PROBLEM REQUIREMENTS —
Which lines in the entries below contain the word "each"? Copy all of them in full.

STORED RECORDS —

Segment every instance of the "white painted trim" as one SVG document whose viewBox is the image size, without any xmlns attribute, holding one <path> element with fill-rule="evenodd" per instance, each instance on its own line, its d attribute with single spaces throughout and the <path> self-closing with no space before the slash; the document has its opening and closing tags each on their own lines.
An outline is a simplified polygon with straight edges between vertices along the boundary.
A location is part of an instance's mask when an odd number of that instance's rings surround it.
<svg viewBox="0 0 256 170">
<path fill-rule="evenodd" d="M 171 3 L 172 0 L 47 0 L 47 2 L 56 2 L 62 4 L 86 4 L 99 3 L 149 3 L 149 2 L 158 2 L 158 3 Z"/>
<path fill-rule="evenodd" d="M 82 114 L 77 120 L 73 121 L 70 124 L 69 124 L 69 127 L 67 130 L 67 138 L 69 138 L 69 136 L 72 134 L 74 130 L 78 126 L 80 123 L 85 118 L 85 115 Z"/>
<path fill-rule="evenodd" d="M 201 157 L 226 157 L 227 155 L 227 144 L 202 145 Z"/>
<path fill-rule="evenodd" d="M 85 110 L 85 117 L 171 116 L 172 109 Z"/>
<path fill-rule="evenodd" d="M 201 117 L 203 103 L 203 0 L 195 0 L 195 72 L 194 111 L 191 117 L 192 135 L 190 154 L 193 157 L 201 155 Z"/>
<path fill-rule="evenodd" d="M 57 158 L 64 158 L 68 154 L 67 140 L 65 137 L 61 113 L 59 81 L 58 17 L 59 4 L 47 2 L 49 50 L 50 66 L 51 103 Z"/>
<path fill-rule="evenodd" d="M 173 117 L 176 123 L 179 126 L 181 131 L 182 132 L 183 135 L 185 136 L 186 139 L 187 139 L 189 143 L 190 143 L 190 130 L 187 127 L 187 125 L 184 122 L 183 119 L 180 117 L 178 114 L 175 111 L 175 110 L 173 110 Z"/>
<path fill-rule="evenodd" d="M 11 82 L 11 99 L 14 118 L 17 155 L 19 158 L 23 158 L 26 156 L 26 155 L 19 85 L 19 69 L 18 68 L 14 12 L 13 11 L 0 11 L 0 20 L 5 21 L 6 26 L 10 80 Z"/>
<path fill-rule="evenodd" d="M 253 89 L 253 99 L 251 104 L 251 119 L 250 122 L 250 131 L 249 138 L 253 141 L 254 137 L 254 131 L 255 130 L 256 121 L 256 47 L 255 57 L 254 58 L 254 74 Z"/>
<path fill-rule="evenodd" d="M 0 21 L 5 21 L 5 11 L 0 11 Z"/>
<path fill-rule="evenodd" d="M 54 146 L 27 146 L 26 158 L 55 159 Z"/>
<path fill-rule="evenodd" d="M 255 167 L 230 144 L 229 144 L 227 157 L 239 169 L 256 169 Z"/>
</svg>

---

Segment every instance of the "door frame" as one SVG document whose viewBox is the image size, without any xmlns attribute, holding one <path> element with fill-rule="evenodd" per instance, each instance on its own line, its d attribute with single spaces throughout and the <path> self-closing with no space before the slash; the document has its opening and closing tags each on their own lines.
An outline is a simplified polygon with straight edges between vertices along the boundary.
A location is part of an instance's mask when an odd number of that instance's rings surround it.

CORRECT ANSWER —
Segment every instance of the "white painted trim" as one SVG document whose viewBox is the image size, without any xmlns attribute, holding one <path> element with fill-rule="evenodd" per instance, each instance on its own line, its d attribute with single spaces throughout and the <path> self-closing with no space before the slash; the document has its opening and closing tags each on their own lines.
Segment every instance of the "door frame" as one SVG document whose viewBox is the image size, without any xmlns attribute, holding one <path> element with fill-rule="evenodd" per instance, each instance on its own line, its d attribute with single spaces throughout and the <path> self-closing with no space before the slash; the document has its opening and closing tags each on their own lines.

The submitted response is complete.